■ Requirement ■
Reproduce every line of the data below, including the request lines, and shift each coordinate in the answers by adding 108 to it.

■ The records ■

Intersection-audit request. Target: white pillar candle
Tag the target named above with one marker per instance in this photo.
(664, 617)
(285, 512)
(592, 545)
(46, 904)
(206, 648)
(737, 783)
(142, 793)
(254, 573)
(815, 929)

■ Result below ■
Intersection-audit request. Target: white pillar candle
Tag the target named above with one marker per instance in this photo.
(772, 725)
(393, 620)
(700, 653)
(154, 1012)
(314, 756)
(845, 891)
(250, 901)
(362, 681)
(923, 1037)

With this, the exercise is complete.